• **Set exercise**: Rewrite all of the lines below as a numbered list, leaving out the blank lines.

[Entries drawn from a collection]
········

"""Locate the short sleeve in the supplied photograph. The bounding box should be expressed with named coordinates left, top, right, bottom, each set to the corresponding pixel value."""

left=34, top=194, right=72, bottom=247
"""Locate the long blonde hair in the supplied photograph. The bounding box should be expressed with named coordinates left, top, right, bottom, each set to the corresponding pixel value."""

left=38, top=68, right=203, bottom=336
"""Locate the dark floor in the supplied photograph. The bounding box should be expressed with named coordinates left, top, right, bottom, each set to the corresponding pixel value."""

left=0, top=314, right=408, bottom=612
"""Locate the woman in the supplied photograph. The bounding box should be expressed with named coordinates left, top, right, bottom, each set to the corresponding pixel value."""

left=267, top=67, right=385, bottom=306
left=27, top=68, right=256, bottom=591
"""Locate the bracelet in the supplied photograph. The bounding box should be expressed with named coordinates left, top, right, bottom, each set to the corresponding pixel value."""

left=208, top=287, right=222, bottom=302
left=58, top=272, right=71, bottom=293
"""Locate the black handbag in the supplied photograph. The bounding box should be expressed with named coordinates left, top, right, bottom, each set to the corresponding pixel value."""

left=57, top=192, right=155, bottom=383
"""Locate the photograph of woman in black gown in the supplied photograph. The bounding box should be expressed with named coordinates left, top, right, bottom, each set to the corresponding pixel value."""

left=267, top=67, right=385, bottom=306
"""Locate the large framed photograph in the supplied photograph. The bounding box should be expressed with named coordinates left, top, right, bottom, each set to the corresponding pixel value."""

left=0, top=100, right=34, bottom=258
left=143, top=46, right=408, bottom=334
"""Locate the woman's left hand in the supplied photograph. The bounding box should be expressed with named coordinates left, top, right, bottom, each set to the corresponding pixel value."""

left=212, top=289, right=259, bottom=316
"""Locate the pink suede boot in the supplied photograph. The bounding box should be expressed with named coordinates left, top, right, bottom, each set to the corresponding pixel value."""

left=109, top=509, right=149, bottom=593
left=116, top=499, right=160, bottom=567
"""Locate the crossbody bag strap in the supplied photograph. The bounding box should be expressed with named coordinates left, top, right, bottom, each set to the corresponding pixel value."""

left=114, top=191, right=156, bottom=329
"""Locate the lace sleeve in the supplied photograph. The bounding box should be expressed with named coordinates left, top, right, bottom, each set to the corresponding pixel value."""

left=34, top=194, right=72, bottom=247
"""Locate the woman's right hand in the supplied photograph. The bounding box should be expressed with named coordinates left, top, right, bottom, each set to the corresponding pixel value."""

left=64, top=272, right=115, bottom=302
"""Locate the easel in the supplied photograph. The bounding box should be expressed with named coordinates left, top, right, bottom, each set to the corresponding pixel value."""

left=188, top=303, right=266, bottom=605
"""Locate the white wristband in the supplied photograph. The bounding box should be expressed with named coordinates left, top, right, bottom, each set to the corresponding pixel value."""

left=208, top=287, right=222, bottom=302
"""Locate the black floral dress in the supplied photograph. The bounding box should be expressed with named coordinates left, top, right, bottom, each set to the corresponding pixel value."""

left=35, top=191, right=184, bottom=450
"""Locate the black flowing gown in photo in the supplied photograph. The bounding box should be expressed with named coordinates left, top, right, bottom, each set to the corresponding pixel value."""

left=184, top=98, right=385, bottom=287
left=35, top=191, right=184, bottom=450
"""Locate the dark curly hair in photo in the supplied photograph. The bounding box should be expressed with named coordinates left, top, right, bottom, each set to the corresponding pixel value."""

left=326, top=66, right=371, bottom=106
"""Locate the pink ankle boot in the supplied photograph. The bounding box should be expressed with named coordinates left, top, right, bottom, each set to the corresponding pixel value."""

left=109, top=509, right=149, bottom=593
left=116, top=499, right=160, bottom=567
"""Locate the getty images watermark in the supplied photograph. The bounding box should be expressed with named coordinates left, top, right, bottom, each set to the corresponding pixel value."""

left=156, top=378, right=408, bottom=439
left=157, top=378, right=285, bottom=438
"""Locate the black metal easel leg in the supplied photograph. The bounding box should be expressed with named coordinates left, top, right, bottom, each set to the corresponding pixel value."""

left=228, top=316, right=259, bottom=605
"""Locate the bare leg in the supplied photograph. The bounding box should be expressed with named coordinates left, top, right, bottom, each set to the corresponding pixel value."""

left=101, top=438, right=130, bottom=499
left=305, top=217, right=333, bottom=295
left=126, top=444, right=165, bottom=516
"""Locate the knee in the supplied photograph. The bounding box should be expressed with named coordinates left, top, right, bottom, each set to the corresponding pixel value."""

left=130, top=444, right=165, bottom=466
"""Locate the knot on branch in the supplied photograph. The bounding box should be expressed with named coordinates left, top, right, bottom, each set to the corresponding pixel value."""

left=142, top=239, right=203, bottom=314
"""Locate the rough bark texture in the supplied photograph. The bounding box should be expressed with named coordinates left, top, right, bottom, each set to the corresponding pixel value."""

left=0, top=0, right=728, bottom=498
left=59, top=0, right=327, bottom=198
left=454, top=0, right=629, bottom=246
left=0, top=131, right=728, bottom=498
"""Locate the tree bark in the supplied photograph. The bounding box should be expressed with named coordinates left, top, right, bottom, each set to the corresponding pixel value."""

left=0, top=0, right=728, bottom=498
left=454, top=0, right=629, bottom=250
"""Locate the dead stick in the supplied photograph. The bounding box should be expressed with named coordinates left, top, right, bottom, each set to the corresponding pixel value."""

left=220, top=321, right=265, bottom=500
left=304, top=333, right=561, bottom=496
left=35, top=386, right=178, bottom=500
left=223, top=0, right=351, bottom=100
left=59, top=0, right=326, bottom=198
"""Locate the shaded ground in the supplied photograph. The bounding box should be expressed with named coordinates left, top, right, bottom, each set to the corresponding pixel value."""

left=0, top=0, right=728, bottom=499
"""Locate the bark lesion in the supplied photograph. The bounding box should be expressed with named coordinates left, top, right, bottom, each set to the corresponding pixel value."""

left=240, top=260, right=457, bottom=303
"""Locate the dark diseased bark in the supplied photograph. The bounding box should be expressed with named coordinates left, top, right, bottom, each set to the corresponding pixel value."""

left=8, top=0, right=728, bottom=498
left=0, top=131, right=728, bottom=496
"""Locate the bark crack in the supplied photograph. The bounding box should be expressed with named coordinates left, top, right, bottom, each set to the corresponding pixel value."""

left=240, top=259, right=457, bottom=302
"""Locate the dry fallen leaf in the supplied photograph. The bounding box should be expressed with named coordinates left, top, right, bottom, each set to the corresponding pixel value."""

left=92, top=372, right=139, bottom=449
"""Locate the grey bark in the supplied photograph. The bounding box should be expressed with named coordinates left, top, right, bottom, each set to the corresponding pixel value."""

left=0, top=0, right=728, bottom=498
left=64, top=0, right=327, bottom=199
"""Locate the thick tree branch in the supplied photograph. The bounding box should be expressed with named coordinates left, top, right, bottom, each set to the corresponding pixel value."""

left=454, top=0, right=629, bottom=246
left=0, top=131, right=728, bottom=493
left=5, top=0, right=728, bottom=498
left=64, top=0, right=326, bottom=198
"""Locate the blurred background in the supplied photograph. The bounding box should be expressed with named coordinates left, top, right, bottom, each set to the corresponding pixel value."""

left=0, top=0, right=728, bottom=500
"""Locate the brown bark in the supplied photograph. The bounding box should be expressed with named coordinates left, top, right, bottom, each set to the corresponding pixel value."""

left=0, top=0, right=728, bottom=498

········

• **Task response**:
1. """Locate the short sleeve in the supplied photograph. The bounding box should be expressed with named coordinates left, top, right, bottom, each set to the corresponding pixel value."""
2. left=34, top=194, right=72, bottom=247
3. """Locate the long blonde hair in the supplied photograph. The bounding box should be expressed with named coordinates left, top, right, bottom, each set to the corresponding pixel value."""
4. left=38, top=68, right=203, bottom=336
5. """Locate the dark floor in the supplied photograph. The bounding box should be expressed with named coordinates left, top, right, bottom, each set to the corresponding pixel value."""
6. left=0, top=314, right=408, bottom=612
7. """Locate the woman in the supplied photograph. The bounding box should be expressed with named coordinates left, top, right, bottom, each set to the corresponding pixel value."""
8. left=267, top=67, right=385, bottom=306
9. left=27, top=68, right=256, bottom=591
10. """Locate the bracelet in the supplied photograph. The bounding box should be expressed with named coordinates left, top, right, bottom, each set to the corresponding pixel value."""
11. left=208, top=287, right=222, bottom=302
12. left=58, top=272, right=71, bottom=293
13. """Locate the black handbag in the supplied photograph. The bounding box should be expressed with named coordinates left, top, right, bottom, each set to the corresponding pixel value."""
14. left=57, top=192, right=155, bottom=383
15. """Locate the photograph of woman in black gown in the supplied photograph. The bounding box should be expressed with named coordinates left, top, right, bottom, each set to the corresponding pixel value."""
16. left=267, top=67, right=385, bottom=306
17. """Locate the large framed photograph in the supplied photograph. The bounding box should be expressed with named coordinates left, top, right, bottom, each set to the corresponding pixel value."""
18. left=0, top=100, right=34, bottom=258
19. left=143, top=46, right=408, bottom=334
20. """Locate the woman's left hand in the supplied photograph. The bounding box should be expressed with named coordinates left, top, right, bottom, each set to the corresponding pixel value."""
21. left=212, top=289, right=259, bottom=316
22. """Locate the pink suede boot in the supplied photograph. The bounding box should be expressed with named coordinates left, top, right, bottom, each set to the corresponding pixel value."""
23. left=109, top=509, right=149, bottom=593
24. left=116, top=499, right=160, bottom=567
25. """Locate the crossbody bag strap in the supplied photograph. The bounding box should be expressed with named coordinates left, top, right, bottom, each set to the corresponding pixel value."""
26. left=114, top=191, right=156, bottom=329
27. """Locate the lace sleeve in the supplied photograph. The bounding box should be expressed with named coordinates left, top, right, bottom, each set to the corresponding pixel value."""
28. left=34, top=194, right=72, bottom=247
29. """Locate the woman's right hand in the supplied photograph. The bounding box should be expressed with named coordinates left, top, right, bottom, each set to the corresponding pixel value."""
30. left=64, top=272, right=115, bottom=302
31. """Locate the easel in the supplied photograph. The bounding box should be expressed with named coordinates left, top, right, bottom, each set to the corresponding pixel value."""
32. left=188, top=303, right=266, bottom=605
33. """Locate the white wristband in the supplied photograph. The bounding box should be expressed with named coordinates left, top, right, bottom, each set to the corresponding pixel value."""
34. left=208, top=287, right=222, bottom=302
35. """Locate the black floral dress in the supplied photograph. The bounding box should be expressed with named coordinates left, top, right, bottom, each set to the corresponding pixel value."""
36. left=35, top=191, right=184, bottom=450
37. """Locate the black flowing gown in photo in the supplied photograph. The bounding box should be expressed with named coordinates left, top, right, bottom, each set to the corresponding pixel value."""
38. left=184, top=98, right=385, bottom=287
39. left=35, top=191, right=184, bottom=450
40. """Locate the dark curly hair in photo in the supplied photograph. The bounding box should be expressed with named coordinates left, top, right, bottom, each set to the corresponding pixel value."""
41. left=326, top=66, right=371, bottom=106
42. """Locate the pink ankle boot in the supplied photograph. The bounding box should be expressed with named coordinates left, top, right, bottom, each set to the corresponding pixel value."""
43. left=109, top=509, right=149, bottom=593
44. left=116, top=499, right=160, bottom=567
45. """Locate the getty images watermark in the supplied photograph. The bounding box should be expressed with named coordinates left, top, right, bottom, each set to the corresponding pixel value."""
46. left=156, top=378, right=408, bottom=439
47. left=157, top=378, right=285, bottom=438
48. """Locate the black metal easel leg in the supplied photograph. The bounding box should be expressed with named coordinates left, top, right, bottom, each set to the corresponding pixel value."""
49. left=228, top=316, right=259, bottom=605
50. """Locate the bare leg in the supplied photograph. The bounding box should be expressed with named coordinates left, top, right, bottom, each set to the corresponding pixel value."""
51. left=101, top=438, right=130, bottom=499
52. left=305, top=217, right=333, bottom=295
53. left=126, top=444, right=165, bottom=516
54. """Locate the knee in the supplied photograph. The bounding box should be expressed with named coordinates left, top, right, bottom, each set to the corresponding pixel value."""
55. left=130, top=444, right=165, bottom=466
56. """Locate the knot on branch in the supplied photograph. The bounding box should be expressed with named coordinates left, top, right, bottom, each set to the corresponding pixel value."""
57. left=142, top=239, right=203, bottom=314
58. """Locate the rough bark texture in the supplied photograph. The bounding box should be expressed with named coordinates left, top, right, bottom, each set to the corresponding pixel value."""
59. left=0, top=0, right=728, bottom=498
60. left=59, top=0, right=327, bottom=198
61. left=454, top=0, right=629, bottom=246
62. left=0, top=131, right=728, bottom=498
63. """Locate the tree bark in the supplied photograph. The bounding box should be expressed with named coordinates left, top, right, bottom, each set to the corresponding pixel value."""
64. left=0, top=0, right=728, bottom=498
65. left=454, top=0, right=629, bottom=250
66. """Locate the dead stick in the supplied photograph. The bounding box should be expressed with named coordinates left, top, right, bottom, each set to the corresponding pixel value."""
67. left=220, top=321, right=265, bottom=500
68. left=304, top=333, right=561, bottom=496
69. left=35, top=386, right=178, bottom=500
70. left=223, top=0, right=351, bottom=100
71. left=59, top=0, right=326, bottom=198
72. """Locate the shaded ground in the supplied photograph. The bounding box should be expressed with named coordinates left, top, right, bottom, each set to the corresponding pixel value."""
73. left=0, top=0, right=728, bottom=499
74. """Locate the bark lesion in the supplied photograph. The bounding box should be expressed with named coordinates left, top, right, bottom, each set to the corresponding pixel value."""
75. left=240, top=260, right=457, bottom=303
76. """Locate the dark diseased bark in the supplied photograph. The bounding box should be expressed with named coordinates left, top, right, bottom, each set to the corresponding pixel value."""
77. left=8, top=0, right=728, bottom=498
78. left=0, top=131, right=728, bottom=496
79. """Locate the bark crack in the supplied photograph. The bounding box should be expressed with named coordinates left, top, right, bottom, each set to the corresponding pixel value."""
80. left=240, top=259, right=457, bottom=302
81. """Locate the dry fallen leaf in the supplied photograph. The bounding box should be expressed with named coordinates left, top, right, bottom, each set to the corresponding pixel value."""
82. left=92, top=372, right=139, bottom=449
83. """Locate the grey bark in the supplied photograph. The bounding box should be expressed with named coordinates left, top, right, bottom, each set to the corresponding pixel value."""
84. left=0, top=0, right=728, bottom=498
85. left=64, top=0, right=327, bottom=199
86. """Locate the thick tree branch in the supplied photograph. The bounding box should be expressed with named coordinates left, top, right, bottom, each set to the corresponding pixel value."""
87. left=454, top=0, right=629, bottom=246
88. left=0, top=131, right=728, bottom=493
89. left=5, top=0, right=728, bottom=498
90. left=64, top=0, right=326, bottom=198
91. """Locate the blurred background in the supplied photograph. The bounding box should be expressed with named coordinates left, top, right, bottom, each set to the corresponding pixel value."""
92. left=0, top=0, right=728, bottom=500
93. """Locate the brown bark in the supplied photograph. The bounding box should be expressed with named coordinates left, top, right, bottom, each set to the corresponding pixel value."""
94. left=0, top=0, right=728, bottom=498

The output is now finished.